***** EXCERTO PARA LEITURA
Sam Altman parece ser um fã do filme Her. Do que não há dúvida é que é muito astuto e todas as estratégias são úteis para assegurar o sucesso do produto.
Não obstante a recusa, numa manobra típica das BigTech, o produto saiu com uma voz em tudo semelhante.
Perante o recurso a advogados, a OpenAI veio afirmar que tinha usado a voz de uma outra atriz (que não identificou) e removeu a voz do sistema.
Clonar a voz de uma qualquer pessoa está hoje ao alcance de um click. No site Hugging Face, estão disponíveis dois modelos – HuBert e Bark – que permitem concretizar o milagre.
A utilização de vozes e imagens clonadas em esquemas de fraude, para chantagem ou para espalhar informação falsa, está a aumentar. O termo deepfake entrou no nosso léxico, e fez-nos perder a confiança no que vimos e ouvimos.
A capacidade destes sistemas assenta nos milhares de dados utilizados no treino. Dados que equivalem a todos os áudios existentes na internet de atores, mas também de qualquer gravação da qual tenha sido feito upload. Dos filmes de Hollywood ao vídeo de 20 segundos do aniversário de um amigo, partilhado numa conta aberta do Facebook ou do Instagram.
Programas específicos escrutinam a net, e “aspiram” toda a informação relevante, fazendo uma cópia para a base de dados que depois treina os modelos. O anseio por dados de qualidade é de tal forma intenso que a Perplexity celebrou um acordo com a empresa de telecomunicações indiana Airtel, na qual disponibiliza a sua chatbox “sem custos” aos 360 milhões de clientes daquela. Também a OpenAI disponibiliza, na Índia, o ChatGPT a um quinto do preço da versão mais barata nos Estados Unidos. E 92% dos trabalhadores indianos utilizam diariamente ferramentas de Inteligência Artificial, tornando a Índia uma gigante “mina” de dados.
**********
***** LISTAGEM DE DADOS
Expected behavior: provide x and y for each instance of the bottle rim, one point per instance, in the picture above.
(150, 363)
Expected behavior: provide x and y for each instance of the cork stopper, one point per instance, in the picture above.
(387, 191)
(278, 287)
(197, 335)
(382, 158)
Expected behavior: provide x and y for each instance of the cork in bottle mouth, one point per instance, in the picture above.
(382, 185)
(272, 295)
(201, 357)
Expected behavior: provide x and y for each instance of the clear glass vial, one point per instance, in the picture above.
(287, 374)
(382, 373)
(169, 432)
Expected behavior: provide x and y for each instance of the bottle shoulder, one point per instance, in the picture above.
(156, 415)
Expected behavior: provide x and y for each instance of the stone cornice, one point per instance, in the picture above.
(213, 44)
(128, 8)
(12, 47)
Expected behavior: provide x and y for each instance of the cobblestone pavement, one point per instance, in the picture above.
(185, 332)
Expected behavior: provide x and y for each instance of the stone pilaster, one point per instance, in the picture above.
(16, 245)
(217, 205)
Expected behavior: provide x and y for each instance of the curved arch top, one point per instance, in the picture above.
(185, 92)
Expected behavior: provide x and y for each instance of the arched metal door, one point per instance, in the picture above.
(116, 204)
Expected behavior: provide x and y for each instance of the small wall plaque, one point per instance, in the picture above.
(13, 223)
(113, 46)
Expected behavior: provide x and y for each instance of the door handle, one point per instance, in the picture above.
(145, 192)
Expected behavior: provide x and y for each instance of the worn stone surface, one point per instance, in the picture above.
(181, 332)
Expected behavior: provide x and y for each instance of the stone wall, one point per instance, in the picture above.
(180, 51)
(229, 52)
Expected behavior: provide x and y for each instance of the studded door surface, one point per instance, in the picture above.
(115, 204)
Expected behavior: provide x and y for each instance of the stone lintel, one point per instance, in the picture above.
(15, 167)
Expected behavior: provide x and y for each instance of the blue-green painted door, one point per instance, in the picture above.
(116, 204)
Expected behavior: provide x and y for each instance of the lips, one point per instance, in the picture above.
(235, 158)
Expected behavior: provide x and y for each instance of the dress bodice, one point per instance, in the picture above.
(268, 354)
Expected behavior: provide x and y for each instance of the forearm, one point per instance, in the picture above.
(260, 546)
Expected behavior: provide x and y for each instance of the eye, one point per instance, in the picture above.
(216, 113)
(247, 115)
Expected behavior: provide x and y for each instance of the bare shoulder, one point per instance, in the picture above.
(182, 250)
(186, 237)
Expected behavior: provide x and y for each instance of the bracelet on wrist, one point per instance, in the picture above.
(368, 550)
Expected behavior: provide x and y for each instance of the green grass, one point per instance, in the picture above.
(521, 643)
**********
» **TRABALHO PEDIDO**
Transcreva do texto sobre a clonagem de vozes tudo desde "Não obstante a" até "vimos e ouvimos.".

» **RESPOSTA AO EXERCÍCIO**
Não obstante a recusa, numa manobra típica das BigTech, o produto saiu com uma voz em tudo semelhante.
Perante o recurso a advogados, a OpenAI veio afirmar que tinha usado a voz de uma outra atriz (que não identificou) e removeu a voz do sistema.
Clonar a voz de uma qualquer pessoa está hoje ao alcance de um click. No site Hugging Face, estão disponíveis dois modelos – HuBert e Bark – que permitem concretizar o milagre.
A utilização de vozes e imagens clonadas em esquemas de fraude, para chantagem ou para espalhar informação falsa, está a aumentar. O termo deepfake entrou no nosso léxico, e fez-nos perder a confiança no que vimos e ouvimos.